== Record set ==

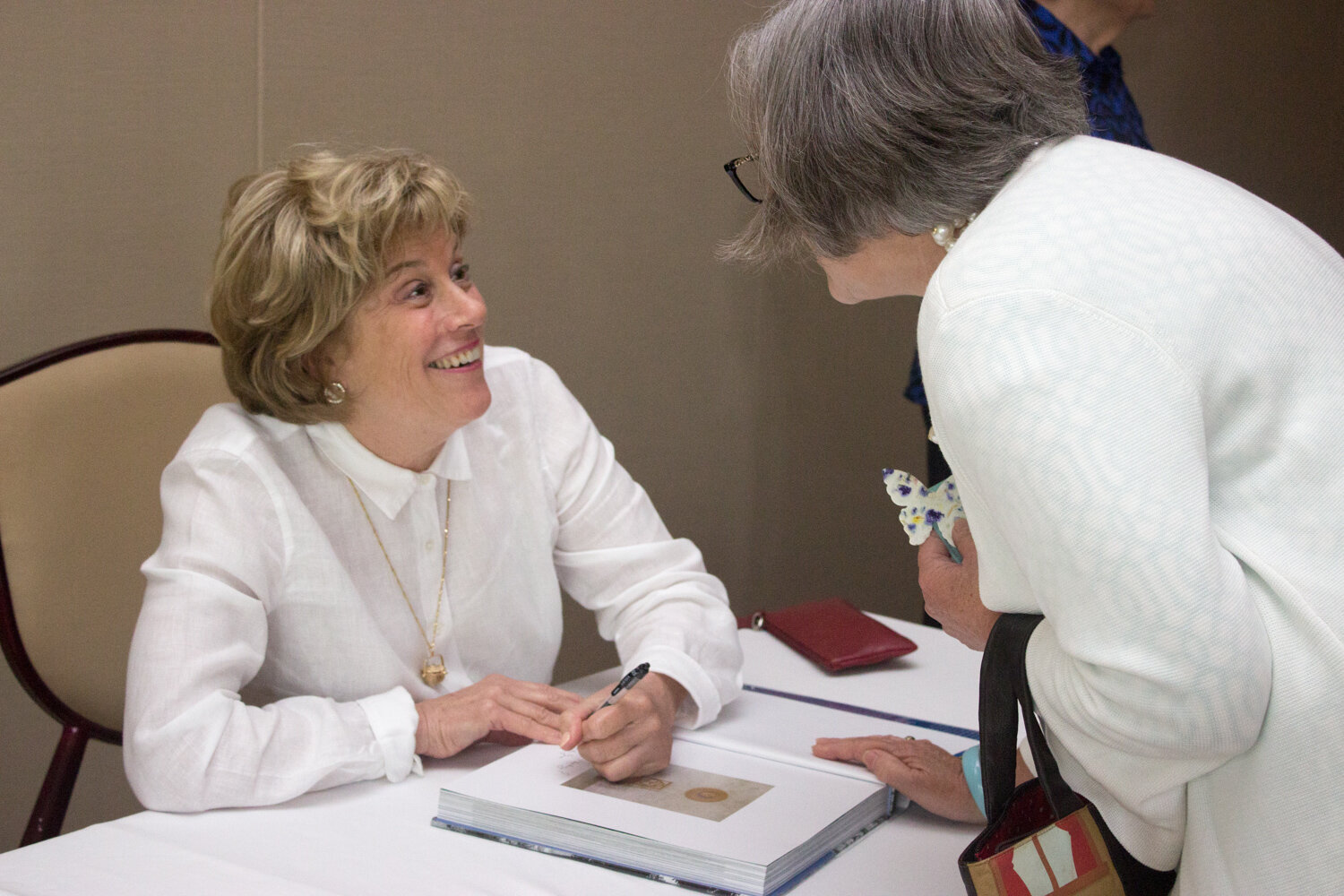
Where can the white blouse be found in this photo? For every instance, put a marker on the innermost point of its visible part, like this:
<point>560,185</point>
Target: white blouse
<point>274,653</point>
<point>1134,371</point>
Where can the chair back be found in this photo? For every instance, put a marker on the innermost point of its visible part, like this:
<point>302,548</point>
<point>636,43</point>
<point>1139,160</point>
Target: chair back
<point>85,435</point>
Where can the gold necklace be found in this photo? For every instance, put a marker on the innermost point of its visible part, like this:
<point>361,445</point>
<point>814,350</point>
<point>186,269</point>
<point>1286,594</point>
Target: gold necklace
<point>433,669</point>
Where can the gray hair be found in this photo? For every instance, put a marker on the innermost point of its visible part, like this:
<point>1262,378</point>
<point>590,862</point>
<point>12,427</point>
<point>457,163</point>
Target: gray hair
<point>876,116</point>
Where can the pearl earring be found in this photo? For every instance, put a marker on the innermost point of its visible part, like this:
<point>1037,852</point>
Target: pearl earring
<point>946,234</point>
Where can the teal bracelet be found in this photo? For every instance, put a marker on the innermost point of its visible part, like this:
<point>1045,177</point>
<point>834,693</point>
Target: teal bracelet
<point>970,769</point>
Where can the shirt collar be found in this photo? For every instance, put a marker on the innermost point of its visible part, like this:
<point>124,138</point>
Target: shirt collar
<point>387,485</point>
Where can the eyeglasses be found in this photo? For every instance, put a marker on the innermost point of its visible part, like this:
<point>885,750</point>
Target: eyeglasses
<point>752,175</point>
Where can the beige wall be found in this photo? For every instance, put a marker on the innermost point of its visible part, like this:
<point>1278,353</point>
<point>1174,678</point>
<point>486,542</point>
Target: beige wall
<point>755,411</point>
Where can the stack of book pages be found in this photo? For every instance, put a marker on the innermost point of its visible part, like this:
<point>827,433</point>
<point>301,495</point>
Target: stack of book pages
<point>742,809</point>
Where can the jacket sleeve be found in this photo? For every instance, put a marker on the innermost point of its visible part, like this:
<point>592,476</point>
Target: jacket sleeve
<point>1080,449</point>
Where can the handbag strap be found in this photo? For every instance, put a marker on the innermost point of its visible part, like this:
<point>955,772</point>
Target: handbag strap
<point>1003,689</point>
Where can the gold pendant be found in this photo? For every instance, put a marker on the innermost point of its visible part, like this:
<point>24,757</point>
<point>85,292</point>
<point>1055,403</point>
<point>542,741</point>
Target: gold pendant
<point>433,670</point>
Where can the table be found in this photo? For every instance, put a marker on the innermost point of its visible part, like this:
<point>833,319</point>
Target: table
<point>375,837</point>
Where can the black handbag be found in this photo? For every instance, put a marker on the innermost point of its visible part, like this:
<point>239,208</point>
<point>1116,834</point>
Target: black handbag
<point>1042,837</point>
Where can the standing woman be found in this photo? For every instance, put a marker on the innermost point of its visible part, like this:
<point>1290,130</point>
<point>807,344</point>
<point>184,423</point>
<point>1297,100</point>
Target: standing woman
<point>362,559</point>
<point>1080,30</point>
<point>1133,368</point>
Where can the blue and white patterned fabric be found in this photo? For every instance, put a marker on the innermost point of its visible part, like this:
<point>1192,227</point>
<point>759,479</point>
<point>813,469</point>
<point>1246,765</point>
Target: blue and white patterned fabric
<point>1110,108</point>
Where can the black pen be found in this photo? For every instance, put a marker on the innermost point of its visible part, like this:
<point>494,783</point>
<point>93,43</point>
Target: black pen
<point>631,678</point>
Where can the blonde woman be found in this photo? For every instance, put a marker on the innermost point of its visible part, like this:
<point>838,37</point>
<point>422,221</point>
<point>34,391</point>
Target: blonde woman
<point>362,559</point>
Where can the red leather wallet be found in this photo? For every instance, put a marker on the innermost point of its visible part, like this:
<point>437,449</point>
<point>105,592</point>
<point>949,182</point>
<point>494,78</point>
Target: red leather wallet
<point>831,633</point>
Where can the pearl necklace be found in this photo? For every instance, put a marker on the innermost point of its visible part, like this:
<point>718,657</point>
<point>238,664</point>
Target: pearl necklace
<point>433,669</point>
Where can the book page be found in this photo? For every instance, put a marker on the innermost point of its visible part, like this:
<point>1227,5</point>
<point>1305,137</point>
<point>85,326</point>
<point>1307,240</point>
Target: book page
<point>784,729</point>
<point>793,805</point>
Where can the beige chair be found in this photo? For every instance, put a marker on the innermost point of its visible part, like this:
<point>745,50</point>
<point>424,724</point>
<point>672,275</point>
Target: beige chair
<point>85,433</point>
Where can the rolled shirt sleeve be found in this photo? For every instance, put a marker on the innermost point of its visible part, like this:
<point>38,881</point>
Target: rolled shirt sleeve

===

[Goal]
Format the listing above as a JSON list of strings, one string per line with blank lines left out. Start with the line containing "Where can the gold necklace" and go on through the line containing "<point>755,411</point>".

[Full solution]
[
  "Where can the gold necklace be found in this photo? For every instance, put a marker on the innermost point of its visible part, like this:",
  "<point>361,445</point>",
  "<point>814,350</point>",
  "<point>186,269</point>",
  "<point>1286,594</point>",
  "Target: gold necklace",
  "<point>433,669</point>",
  "Where can the gray hair be found in this photo? For every instance, put a marker on the innermost point of its visible part, like this:",
  "<point>1262,378</point>",
  "<point>590,862</point>",
  "<point>12,427</point>",
  "<point>457,163</point>",
  "Target: gray hair",
  "<point>876,116</point>",
  "Where can the pearl earring be found in this photo? For every instance, put a marker on the innermost point of its visible part, like this:",
  "<point>1037,852</point>",
  "Target: pearl earring",
  "<point>946,234</point>",
  "Where can the teal bracelet be found in this photo? For every instance, put a marker on the innermost point of its visible part, like this:",
  "<point>1045,177</point>",
  "<point>834,693</point>",
  "Target: teal bracelet",
  "<point>970,769</point>",
  "Where can the shirt collar be found in this photo? For every instance, put a marker on the innermost point of its visible part, like this:",
  "<point>124,138</point>",
  "Target: shirt collar",
  "<point>387,485</point>",
  "Where can the eyeglasses be found in this photo? For every instance, put a marker on the innermost point of its visible part, like this:",
  "<point>885,750</point>",
  "Target: eyeglasses",
  "<point>752,175</point>",
  "Where can the beige wall be found in this photo? For every instance, put a marker on the innermost point of its visible part, like this:",
  "<point>1278,353</point>",
  "<point>1174,678</point>",
  "<point>486,542</point>",
  "Target: beige wall",
  "<point>755,411</point>"
]